» ENTRIES SHOWN
····················

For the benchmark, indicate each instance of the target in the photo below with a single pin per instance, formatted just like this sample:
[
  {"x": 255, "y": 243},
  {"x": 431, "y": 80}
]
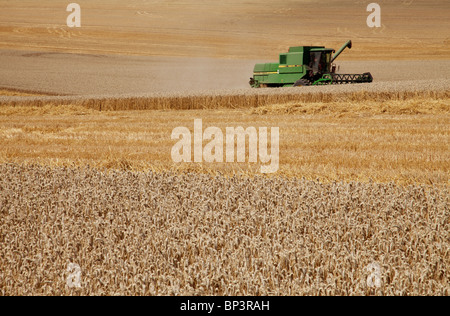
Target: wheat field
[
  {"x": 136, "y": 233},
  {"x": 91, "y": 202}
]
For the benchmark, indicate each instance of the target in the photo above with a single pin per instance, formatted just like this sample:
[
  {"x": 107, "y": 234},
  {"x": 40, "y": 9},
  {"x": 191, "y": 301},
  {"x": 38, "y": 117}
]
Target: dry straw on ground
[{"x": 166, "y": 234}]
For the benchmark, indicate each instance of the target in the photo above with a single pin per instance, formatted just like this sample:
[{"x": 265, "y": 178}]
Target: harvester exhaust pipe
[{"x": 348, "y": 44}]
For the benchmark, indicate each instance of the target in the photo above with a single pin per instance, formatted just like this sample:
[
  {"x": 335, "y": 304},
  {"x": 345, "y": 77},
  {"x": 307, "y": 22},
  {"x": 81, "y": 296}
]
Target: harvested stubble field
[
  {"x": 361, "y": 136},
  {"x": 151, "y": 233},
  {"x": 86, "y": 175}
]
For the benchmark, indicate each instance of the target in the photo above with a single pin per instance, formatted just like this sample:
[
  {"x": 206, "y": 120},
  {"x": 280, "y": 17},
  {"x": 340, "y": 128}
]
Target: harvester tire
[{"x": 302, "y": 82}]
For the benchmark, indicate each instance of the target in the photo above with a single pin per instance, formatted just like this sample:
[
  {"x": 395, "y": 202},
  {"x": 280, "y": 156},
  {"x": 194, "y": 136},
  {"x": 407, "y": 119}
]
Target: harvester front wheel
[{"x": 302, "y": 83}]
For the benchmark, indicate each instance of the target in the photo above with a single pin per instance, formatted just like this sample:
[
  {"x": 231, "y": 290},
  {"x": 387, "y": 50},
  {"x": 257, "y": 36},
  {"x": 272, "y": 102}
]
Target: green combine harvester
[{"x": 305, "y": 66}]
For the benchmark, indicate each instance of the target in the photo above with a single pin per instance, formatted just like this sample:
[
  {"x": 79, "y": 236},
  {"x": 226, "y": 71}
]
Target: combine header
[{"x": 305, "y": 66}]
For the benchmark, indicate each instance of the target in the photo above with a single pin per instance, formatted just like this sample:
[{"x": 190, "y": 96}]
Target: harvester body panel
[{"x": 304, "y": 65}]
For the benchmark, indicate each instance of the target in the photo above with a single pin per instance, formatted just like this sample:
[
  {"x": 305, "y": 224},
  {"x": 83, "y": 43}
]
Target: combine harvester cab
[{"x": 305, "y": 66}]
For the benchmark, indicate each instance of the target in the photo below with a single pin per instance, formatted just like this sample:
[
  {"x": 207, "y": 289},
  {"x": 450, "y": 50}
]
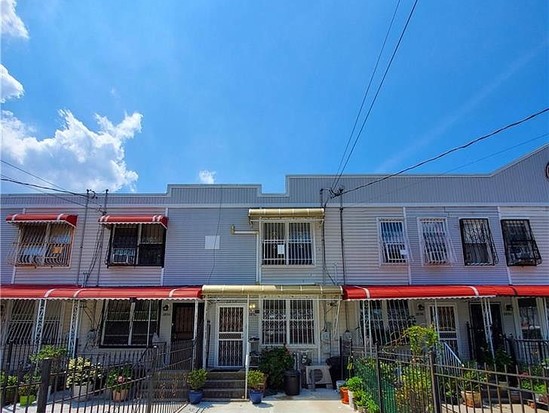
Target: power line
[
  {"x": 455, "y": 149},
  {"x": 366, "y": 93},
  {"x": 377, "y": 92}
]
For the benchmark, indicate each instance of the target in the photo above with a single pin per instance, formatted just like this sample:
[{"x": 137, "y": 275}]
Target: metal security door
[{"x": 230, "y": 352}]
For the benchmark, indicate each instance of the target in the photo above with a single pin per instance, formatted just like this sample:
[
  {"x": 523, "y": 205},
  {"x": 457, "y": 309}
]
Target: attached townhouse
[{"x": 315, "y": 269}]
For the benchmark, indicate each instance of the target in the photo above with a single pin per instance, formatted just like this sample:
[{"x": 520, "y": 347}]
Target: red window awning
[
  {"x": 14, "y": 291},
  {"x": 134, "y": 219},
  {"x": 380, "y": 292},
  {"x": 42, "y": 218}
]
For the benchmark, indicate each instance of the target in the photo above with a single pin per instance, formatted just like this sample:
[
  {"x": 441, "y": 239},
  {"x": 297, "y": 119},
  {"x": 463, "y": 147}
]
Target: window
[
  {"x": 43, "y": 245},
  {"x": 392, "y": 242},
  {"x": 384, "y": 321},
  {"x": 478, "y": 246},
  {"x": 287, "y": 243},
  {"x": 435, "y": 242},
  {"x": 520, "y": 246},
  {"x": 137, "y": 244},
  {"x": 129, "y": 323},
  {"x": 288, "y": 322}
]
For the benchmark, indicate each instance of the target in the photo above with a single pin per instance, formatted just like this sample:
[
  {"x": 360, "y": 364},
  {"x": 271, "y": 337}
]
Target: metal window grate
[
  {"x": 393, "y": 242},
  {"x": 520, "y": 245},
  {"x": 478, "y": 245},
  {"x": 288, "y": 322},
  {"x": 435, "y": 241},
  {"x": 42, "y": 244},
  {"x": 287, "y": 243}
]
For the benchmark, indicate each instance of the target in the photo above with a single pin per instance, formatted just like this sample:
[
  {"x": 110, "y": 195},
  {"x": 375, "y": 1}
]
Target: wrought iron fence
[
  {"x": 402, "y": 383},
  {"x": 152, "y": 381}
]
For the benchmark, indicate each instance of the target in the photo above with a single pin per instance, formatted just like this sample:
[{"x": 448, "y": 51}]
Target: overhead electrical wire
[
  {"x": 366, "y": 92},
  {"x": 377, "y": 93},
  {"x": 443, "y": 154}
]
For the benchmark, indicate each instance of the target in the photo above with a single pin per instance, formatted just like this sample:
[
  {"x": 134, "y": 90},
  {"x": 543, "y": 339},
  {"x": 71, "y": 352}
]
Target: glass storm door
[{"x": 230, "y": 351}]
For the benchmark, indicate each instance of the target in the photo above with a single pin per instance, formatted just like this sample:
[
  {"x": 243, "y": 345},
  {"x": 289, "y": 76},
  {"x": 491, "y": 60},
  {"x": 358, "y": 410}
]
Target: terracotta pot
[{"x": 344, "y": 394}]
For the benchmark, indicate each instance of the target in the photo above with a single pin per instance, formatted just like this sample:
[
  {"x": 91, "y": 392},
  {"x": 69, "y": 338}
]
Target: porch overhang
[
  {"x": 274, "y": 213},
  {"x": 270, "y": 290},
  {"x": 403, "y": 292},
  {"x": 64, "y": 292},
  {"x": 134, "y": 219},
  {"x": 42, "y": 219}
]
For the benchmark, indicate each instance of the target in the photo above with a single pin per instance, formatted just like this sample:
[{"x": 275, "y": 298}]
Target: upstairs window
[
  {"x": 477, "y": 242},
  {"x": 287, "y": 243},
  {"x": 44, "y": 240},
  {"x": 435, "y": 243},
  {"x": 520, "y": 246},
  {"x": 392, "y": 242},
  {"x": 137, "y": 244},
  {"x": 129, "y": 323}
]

····················

» AIM
Pull out every line of the material above that contains the string "combine", treating uppercase and lowercase as different.

» EXPECTED ANSWER
Target: green combine harvester
Target: combine header
Target: combine harvester cab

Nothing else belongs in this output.